When Enough is Not Enough

NEW YORK – The US dollar is plunging, the economy is imploding, and a crisis of identity is shaking countries around the world. So, what are Americans obsessed with at this critical moment? “Octamom”: the saga of Nadya Suleman, a young single mother in Los Angeles who, having already given birth to seven children, underwent fertility treatments and is now bringing home octuplets.

The story would ordinarily be a mere curiosity. But, ever since Suleman hit the news stream, dozens of media outlets have begun to report, with a kind of obsessive revulsion, on her every move. And, as if being called “Octamom” weren’t bad enough, pop stars such as Cher have come forward to denounce her; blogs have been created to track the details of her plastic surgery; and entertainment Web sites have sent reporters to stalk her and write shaming exposés of her sojourn at an expensive cosmetics counter.

It is true that there is plenty to condemn: Suleman’s family lives on food stamps, the children already at home don’t have enough baby furniture, and her own parents are giving interviews to the media in which they criticize her choices. Her publicist quit, calling her “crazy.”

There have been plenty of oddball flash-in-the-pan media stars in US popular culture before Suleman. But her story just goes on and on, and the emotion that attaches to it seems strangely furious and vengeful.

* * * * * * *

YOUR TASKS:
a: Using the article on Nadya Suleman, explain in one to three sentences what the article cites as grounds for condemning her.
b: In the article on Nadya Suleman, how many children had she already given birth to before the octuplets?
c: Reproduce the stretch of the article on Nadya Suleman from "The story would" through "expensive cosmetics counter.".
You won't need the material for this.

* * * * * * *

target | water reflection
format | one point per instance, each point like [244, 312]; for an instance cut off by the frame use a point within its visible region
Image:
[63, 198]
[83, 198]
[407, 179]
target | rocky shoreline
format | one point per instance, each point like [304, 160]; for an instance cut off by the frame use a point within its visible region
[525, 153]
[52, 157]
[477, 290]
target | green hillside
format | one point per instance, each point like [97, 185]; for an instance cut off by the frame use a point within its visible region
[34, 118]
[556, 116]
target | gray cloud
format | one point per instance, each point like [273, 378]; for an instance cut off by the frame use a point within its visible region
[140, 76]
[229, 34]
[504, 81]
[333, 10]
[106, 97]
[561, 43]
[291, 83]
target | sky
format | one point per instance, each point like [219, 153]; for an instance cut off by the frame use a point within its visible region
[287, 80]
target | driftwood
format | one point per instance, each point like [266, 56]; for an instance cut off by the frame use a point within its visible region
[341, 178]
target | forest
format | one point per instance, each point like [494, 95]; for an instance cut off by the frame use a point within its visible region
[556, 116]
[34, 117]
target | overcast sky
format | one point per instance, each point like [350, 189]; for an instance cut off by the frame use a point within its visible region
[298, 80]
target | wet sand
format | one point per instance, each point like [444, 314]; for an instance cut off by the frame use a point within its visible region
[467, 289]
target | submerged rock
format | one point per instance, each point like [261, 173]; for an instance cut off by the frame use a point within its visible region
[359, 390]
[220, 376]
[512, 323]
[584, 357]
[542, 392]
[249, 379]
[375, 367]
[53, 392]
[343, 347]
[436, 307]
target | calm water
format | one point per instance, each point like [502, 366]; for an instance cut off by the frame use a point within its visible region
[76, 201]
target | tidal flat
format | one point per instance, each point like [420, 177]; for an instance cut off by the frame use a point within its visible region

* * * * * * *

TASK-BY-TASK OUTPUTS:
a: Her family lives on food stamps, and the children already at home don't have enough baby furniture. Her own parents are also giving media interviews criticizing her choices.

b: Seven.

c:
The story would ordinarily be a mere curiosity. But, ever since Suleman hit the news stream, dozens of media outlets have begun to report, with a kind of obsessive revulsion, on her every move. And, as if being called “Octamom” weren’t bad enough, pop stars such as Cher have come forward to denounce her; blogs have been created to track the details of her plastic surgery; and entertainment Web sites have sent reporters to stalk her and write shaming exposés of her sojourn at an expensive cosmetics counter.